Sunday, September 27, 2015

Roots and Blossoms on Rechov Rashbam

It’s the conduit, the bridge that connects Rav Chaim and Klal Yisrael, the home of Rav Chaim’s oldest son. Rav Avraham Yeshaya Kanievsky is Rav Chaim’s third child, preceded by Rebbetzin Chana Steinman a”h, who passed away two years ago, and tblch”t Rebbetzin Rus Tzivyon. While for many years Rav Chaim refrained from calling his son by his given name out of respect for the Chazon Ish — Rav Avraham Yeshaya’s namesake — more recently Rav Chaim has begun referring to him as “Shaya.” As a child, Rav Avraham Yeshaya learned all of Shas with his father, in line with Rav Chaim’s view that a boy should learn Shas in its entirety before bar mitzvah. “Even if he doesn’t understand everything,” Rav Chaim would explain, “it’s still worthwhile, so that when he grows older and learns it, it will be the second time around.” Rav Avraham Yeshaya’s vast Torah knowledge isn’t relegated to writing, though. After the passing of his grandfather the Steipler Gaon, Rav Yaakov Yisrael Kanievsky, in 1985, Rav
Avraham Yeshaya founded a yeshivah for the newly religious in a north Tel Aviv neighborhood of Tel Aviv. The yeshivah drew hundreds of students over time, but was eventually closed due to the opposition of various political forces together with a hostile media campaign; still, Rav Avraham Yeshaya has for close to three decades continued to deliver a daily shiur in his home to veteran students from those days and others. Upon my arrival, I find Rav Avraham Yeshaya Kanievsky leaning over an aging copy of Maseches Kiddushin. Tiny patterns of Talmudic print make up the essence of his DNA, a vitality drawn from a learning pace of a minimum of eight blatt of Gemara each day. He and his father maintain the same learning schedule, making a siyum on the entire Shas every year in Nissan. It takes a number of long minutes before Rav Kanievsky interrupts his learning to welcome us and offer a glimpse into the life of this generation’s greatest masmid; a man who, at the age of 88, has the entire Torah at his fingertips, a gaon who dreams about Torah and murmurs the give-and-take of the daf in his sleep, often waking to a solution that troubled him the night before. But also a man who was once a young avreich with many small children underfoot, and who inthe past four years has struggled with the widowhood decreed upon him from Heaven.

_ _ _ _ _

_Parts of the exercise_:
a: Please decide whether each statement below agrees with the article about Rav Avraham Yeshaya Kanievsky, answering yes or no and quoting the deciding words of the article: (i) Rav Avraham Yeshaya Kanievsky is Rav Chaim's oldest child. (ii) Rav Avraham Yeshaya and his father complete the entire Shas every year in Nissan. (iii) The yeshivah he founded closed because it failed to attract students.
b: Answer these questions from the article about Rav Avraham Yeshaya Kanievsky:
(i) Out of respect for whom did Rav Chaim for many years avoid calling his son by his given name?
(ii) In what year did the Steipler Gaon pass away?
(iii) What is the minimum number of blatt of Gemara Rav Avraham Yeshaya learns each day?

_Record set_:
_ _ _ _ _

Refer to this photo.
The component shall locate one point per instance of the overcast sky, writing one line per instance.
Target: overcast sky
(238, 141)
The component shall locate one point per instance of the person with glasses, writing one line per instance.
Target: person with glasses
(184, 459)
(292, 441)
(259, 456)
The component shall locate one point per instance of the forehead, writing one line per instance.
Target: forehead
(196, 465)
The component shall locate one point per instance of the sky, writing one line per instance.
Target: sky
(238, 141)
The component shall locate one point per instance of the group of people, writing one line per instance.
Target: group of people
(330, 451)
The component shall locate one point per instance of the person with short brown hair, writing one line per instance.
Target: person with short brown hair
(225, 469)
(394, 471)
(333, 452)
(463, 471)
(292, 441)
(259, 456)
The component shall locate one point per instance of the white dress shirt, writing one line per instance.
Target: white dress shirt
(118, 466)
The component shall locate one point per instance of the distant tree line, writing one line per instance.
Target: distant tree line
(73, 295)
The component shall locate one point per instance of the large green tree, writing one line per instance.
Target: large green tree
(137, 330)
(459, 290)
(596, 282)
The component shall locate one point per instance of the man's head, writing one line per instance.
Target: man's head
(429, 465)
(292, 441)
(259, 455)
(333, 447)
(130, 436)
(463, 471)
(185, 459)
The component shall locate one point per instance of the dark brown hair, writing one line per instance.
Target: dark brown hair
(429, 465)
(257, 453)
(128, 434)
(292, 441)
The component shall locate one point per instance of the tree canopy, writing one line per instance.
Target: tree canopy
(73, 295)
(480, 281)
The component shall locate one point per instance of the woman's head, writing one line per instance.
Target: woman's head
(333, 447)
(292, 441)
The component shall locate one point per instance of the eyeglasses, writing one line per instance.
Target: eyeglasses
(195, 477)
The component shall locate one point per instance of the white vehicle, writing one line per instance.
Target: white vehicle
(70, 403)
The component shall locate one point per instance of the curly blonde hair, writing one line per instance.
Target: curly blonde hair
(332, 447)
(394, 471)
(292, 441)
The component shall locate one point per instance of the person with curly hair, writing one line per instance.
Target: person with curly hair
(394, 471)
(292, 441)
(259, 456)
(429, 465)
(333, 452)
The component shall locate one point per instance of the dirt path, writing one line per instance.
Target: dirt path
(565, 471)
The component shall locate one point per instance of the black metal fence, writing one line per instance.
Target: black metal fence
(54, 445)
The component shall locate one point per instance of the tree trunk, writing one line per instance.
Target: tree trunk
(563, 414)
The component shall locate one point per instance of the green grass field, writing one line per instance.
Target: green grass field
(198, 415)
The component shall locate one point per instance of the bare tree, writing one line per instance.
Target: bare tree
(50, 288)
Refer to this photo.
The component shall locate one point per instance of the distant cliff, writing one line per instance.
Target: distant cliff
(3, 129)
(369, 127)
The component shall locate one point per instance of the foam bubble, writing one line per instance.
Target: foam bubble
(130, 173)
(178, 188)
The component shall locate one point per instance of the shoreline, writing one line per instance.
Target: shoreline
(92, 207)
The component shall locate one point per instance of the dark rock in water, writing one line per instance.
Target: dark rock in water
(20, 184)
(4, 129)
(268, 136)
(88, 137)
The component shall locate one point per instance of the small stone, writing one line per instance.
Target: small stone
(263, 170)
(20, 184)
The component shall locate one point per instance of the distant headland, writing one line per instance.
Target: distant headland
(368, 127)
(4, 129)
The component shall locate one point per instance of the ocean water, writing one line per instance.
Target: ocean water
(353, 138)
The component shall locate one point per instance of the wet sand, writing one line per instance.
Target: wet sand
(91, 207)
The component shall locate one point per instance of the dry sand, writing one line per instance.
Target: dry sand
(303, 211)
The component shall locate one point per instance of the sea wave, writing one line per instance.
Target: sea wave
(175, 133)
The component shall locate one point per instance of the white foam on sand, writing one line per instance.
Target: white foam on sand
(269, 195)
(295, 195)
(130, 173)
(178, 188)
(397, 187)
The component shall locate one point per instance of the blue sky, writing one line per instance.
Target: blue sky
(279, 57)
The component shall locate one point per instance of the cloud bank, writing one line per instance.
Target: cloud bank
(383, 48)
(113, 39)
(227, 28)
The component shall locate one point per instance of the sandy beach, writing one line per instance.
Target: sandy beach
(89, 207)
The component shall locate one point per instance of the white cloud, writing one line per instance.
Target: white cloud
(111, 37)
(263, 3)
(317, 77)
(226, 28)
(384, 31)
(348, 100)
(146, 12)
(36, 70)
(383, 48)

_ _ _ _ _

_Results for each task_:
a:
(i) No: "Rav Avraham Yeshaya Kanievsky is Rav Chaim’s third child"
(ii) Yes: "making a siyum on the entire Shas every year in Nissan"
(iii) No: "was eventually closed due to the opposition of various political forces together with a hostile media campaign"

b:
(i) The Chazon Ish
(ii) 1985
(iii) Eight